TASK REQUIREMENTS: Gather every line in the rows below that contains the word "child", and copy each one. Case matters, so a capitalized form doesn't count as a match.

MATERIAL TO PROCESS:
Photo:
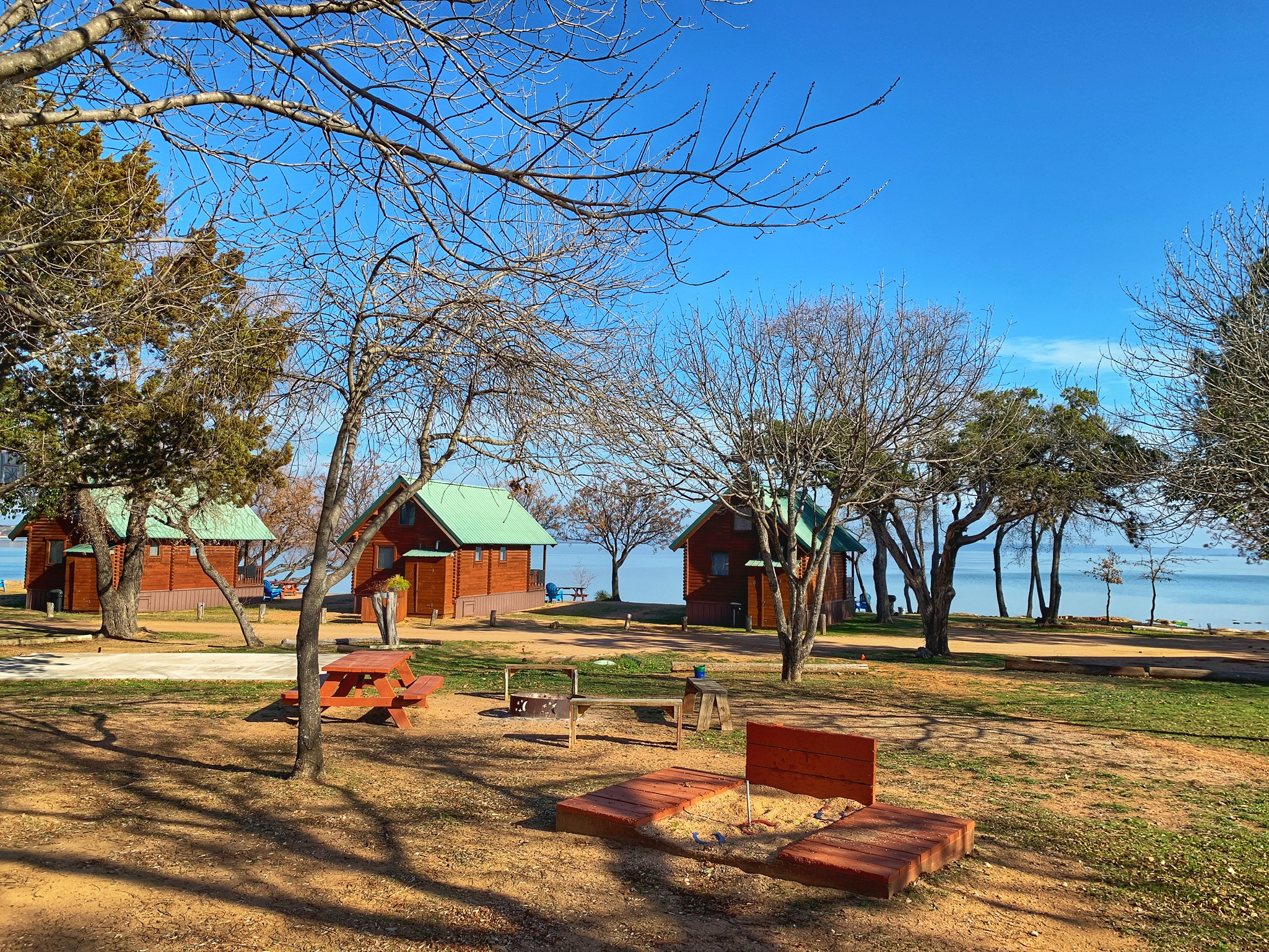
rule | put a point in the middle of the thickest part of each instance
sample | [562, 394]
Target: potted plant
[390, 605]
==
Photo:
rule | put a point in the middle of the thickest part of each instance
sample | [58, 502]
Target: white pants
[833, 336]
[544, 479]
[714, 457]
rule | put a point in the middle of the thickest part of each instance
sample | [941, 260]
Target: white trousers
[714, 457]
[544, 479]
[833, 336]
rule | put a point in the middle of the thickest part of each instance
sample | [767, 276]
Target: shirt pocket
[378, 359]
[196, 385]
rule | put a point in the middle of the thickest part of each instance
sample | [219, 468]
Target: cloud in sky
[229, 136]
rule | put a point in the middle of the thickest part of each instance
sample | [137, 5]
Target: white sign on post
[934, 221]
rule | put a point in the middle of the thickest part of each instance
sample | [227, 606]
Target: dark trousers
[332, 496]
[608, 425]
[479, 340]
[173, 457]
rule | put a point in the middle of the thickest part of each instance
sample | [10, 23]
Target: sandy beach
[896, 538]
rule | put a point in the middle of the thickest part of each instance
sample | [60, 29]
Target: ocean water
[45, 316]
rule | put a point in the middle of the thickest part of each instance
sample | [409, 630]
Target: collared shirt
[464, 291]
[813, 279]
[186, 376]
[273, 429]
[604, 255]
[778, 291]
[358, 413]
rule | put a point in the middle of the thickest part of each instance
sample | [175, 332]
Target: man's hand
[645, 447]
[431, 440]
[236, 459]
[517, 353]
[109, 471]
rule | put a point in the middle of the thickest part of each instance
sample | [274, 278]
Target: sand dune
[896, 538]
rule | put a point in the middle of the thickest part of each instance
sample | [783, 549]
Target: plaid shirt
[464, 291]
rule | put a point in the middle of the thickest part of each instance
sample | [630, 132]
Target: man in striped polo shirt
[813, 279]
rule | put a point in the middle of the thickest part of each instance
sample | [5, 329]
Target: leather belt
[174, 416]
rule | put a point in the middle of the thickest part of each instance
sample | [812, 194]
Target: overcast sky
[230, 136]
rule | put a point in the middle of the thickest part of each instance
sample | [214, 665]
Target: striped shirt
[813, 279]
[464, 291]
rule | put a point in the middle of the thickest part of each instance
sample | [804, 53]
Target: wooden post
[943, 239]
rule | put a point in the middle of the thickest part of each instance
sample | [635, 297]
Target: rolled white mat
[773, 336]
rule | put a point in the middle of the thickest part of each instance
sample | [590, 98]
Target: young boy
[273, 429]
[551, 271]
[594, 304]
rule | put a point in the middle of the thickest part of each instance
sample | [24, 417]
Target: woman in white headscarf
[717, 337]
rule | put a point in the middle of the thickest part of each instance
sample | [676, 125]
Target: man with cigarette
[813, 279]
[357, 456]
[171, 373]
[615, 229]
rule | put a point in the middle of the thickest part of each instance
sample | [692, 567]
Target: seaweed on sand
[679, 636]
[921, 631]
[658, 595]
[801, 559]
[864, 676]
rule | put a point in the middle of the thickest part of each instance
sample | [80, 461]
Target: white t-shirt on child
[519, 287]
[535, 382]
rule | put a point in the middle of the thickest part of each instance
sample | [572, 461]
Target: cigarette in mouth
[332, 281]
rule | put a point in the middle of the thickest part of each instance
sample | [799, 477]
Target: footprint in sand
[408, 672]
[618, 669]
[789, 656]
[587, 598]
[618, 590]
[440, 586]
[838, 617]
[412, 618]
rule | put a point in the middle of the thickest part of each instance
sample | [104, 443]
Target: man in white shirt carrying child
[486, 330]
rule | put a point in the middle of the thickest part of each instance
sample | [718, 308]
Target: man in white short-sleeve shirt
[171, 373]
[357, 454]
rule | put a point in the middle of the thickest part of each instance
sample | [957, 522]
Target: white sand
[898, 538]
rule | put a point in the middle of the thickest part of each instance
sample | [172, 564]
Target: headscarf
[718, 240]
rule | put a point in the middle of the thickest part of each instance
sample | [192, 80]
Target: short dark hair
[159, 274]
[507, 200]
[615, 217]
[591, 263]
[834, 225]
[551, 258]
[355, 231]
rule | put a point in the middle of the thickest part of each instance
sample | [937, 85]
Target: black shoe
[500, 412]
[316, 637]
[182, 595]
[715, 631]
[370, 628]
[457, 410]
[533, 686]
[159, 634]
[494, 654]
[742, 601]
==
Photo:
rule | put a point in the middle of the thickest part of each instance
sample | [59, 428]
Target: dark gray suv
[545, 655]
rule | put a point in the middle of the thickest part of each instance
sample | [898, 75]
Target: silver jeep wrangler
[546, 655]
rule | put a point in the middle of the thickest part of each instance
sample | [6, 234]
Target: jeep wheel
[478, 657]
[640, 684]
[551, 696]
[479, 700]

FINAL RESULT:
Target: white t-shirt on child
Target: man in white shirt carrying child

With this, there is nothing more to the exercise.